■ **EXERCISE BRIEF**: Every line from the line containing "Target — carpet floor" through the final line of the data is to be printed exactly; no other line is to appear.

(Part of a data file)
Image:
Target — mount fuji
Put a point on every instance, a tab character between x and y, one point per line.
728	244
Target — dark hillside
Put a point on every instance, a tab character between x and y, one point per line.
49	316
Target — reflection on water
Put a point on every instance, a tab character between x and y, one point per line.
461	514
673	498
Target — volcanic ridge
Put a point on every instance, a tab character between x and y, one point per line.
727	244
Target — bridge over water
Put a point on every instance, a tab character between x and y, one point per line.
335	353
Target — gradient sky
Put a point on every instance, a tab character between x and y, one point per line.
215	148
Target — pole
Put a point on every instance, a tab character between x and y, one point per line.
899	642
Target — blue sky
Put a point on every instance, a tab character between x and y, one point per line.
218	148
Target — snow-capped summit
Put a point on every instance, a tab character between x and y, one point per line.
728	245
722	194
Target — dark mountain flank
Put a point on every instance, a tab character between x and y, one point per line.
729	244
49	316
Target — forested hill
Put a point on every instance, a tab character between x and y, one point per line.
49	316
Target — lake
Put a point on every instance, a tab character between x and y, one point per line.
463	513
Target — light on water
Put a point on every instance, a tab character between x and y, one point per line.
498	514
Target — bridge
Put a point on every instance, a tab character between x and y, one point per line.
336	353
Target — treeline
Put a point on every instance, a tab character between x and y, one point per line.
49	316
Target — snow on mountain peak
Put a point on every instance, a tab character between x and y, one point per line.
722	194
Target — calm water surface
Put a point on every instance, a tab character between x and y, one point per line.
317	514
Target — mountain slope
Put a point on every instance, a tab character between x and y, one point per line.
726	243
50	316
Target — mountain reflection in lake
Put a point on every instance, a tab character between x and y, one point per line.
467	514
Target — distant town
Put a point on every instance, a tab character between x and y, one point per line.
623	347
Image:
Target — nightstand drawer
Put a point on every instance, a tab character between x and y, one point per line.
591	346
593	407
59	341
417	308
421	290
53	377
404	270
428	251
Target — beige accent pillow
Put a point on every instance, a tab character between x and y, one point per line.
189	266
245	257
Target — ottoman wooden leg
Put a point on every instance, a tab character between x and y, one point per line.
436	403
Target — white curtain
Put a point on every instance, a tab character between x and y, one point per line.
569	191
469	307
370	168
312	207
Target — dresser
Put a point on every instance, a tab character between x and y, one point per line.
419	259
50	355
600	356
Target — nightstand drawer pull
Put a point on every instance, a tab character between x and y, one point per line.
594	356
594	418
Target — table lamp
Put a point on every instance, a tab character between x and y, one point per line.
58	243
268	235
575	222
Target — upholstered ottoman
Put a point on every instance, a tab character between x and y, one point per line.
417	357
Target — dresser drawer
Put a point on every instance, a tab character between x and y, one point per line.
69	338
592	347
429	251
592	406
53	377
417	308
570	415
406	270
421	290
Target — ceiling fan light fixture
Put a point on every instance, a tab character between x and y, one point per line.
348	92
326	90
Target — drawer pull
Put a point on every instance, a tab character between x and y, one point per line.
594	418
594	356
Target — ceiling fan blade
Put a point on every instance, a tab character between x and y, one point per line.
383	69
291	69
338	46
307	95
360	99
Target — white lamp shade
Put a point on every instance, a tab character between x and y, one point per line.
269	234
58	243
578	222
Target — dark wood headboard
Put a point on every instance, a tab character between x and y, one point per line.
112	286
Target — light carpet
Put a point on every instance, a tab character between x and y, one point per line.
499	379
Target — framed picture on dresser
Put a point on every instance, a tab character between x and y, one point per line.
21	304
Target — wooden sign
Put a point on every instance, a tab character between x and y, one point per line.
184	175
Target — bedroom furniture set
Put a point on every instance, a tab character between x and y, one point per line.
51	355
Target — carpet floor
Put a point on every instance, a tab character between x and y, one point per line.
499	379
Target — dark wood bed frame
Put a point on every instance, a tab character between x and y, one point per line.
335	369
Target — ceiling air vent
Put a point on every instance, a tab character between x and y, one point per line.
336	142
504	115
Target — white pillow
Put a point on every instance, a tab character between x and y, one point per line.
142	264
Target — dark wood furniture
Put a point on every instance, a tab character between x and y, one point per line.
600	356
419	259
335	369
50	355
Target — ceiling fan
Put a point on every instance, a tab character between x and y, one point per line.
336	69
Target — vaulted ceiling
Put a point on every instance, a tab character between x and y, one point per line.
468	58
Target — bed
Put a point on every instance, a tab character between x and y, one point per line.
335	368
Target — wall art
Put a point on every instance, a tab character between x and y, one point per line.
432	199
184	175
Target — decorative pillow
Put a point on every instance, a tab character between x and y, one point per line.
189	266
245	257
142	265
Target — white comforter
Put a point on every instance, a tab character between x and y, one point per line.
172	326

■ **TASK RESPONSE**:
Target — carpet floor
Put a point on every instance, a tab character between x and y, one point per line.
499	379
Target — dark wood bed frame
Put a point on every instance, a tab character between x and y, one point per line.
335	369
Target — ceiling air vent
Put a point on every instance, a tab character between x and y, one point per line.
336	142
504	115
Target — white pillow
Put a point on every instance, a tab character between x and y, one point per line.
142	264
Target — dark wood furniture
Put a point on every instance, a tab character between x and y, one point per line.
600	356
419	259
335	369
50	355
Target — ceiling fan
Put a point on every instance, a tab character between x and y, one point per line.
336	69
Target — vaulted ceiling
Put a point on every instance, a tab character between x and y, one point per line.
468	58
Target — bed
Put a point on every instance, a tab character between x and y, one point per line.
335	368
Target — wall art
Put a point on every instance, a tab character between x and y, one point per line.
432	199
184	175
Target — decorative pillow
Put a point on every instance, a tab character between x and y, one point per line.
189	266
245	257
142	265
Target — white comforter
Put a point on every instance, a tab character between x and y, one point per line.
172	326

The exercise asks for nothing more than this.